(Location labeling records)
--
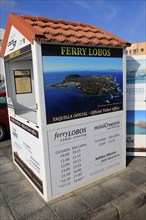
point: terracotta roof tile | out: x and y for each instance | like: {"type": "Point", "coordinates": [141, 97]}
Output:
{"type": "Point", "coordinates": [60, 31]}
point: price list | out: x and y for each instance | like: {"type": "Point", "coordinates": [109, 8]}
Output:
{"type": "Point", "coordinates": [71, 170]}
{"type": "Point", "coordinates": [78, 154]}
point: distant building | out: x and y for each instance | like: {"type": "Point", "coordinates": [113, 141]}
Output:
{"type": "Point", "coordinates": [2, 31]}
{"type": "Point", "coordinates": [136, 49]}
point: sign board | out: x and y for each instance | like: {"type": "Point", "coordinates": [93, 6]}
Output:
{"type": "Point", "coordinates": [79, 154]}
{"type": "Point", "coordinates": [26, 150]}
{"type": "Point", "coordinates": [136, 106]}
{"type": "Point", "coordinates": [17, 44]}
{"type": "Point", "coordinates": [81, 81]}
{"type": "Point", "coordinates": [22, 81]}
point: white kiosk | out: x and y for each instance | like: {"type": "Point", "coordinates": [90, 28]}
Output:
{"type": "Point", "coordinates": [66, 98]}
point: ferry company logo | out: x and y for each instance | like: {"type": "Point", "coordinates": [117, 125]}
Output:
{"type": "Point", "coordinates": [69, 134]}
{"type": "Point", "coordinates": [130, 140]}
{"type": "Point", "coordinates": [12, 44]}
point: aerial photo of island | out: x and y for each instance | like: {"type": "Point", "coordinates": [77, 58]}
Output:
{"type": "Point", "coordinates": [136, 122]}
{"type": "Point", "coordinates": [136, 71]}
{"type": "Point", "coordinates": [81, 84]}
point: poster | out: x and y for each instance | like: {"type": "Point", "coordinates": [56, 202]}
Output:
{"type": "Point", "coordinates": [26, 150]}
{"type": "Point", "coordinates": [136, 129]}
{"type": "Point", "coordinates": [81, 81]}
{"type": "Point", "coordinates": [22, 81]}
{"type": "Point", "coordinates": [82, 153]}
{"type": "Point", "coordinates": [136, 106]}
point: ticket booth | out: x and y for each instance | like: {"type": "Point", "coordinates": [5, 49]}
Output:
{"type": "Point", "coordinates": [66, 99]}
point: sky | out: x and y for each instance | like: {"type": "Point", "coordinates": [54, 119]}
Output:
{"type": "Point", "coordinates": [80, 63]}
{"type": "Point", "coordinates": [123, 18]}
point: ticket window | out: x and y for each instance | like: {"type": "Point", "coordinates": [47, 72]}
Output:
{"type": "Point", "coordinates": [20, 87]}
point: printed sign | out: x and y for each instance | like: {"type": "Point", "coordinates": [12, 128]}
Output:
{"type": "Point", "coordinates": [26, 149]}
{"type": "Point", "coordinates": [16, 41]}
{"type": "Point", "coordinates": [136, 106]}
{"type": "Point", "coordinates": [81, 81]}
{"type": "Point", "coordinates": [79, 154]}
{"type": "Point", "coordinates": [22, 81]}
--
• _PROBLEM TO WORK ON_
Starting at the line that contains "point: printed sign" and ending with the last line of the records, reproduce those lines with the requests included, scaling each answer's point coordinates by 1.45 and rounding to whole numbers, halves up. Leave the numbers in the requests and their format samples unchanged.

• _EXERCISE RESULT_
point: printed sign | out: x and y for each instance | like: {"type": "Point", "coordinates": [12, 128]}
Output:
{"type": "Point", "coordinates": [38, 216]}
{"type": "Point", "coordinates": [23, 59]}
{"type": "Point", "coordinates": [197, 154]}
{"type": "Point", "coordinates": [117, 117]}
{"type": "Point", "coordinates": [115, 223]}
{"type": "Point", "coordinates": [32, 117]}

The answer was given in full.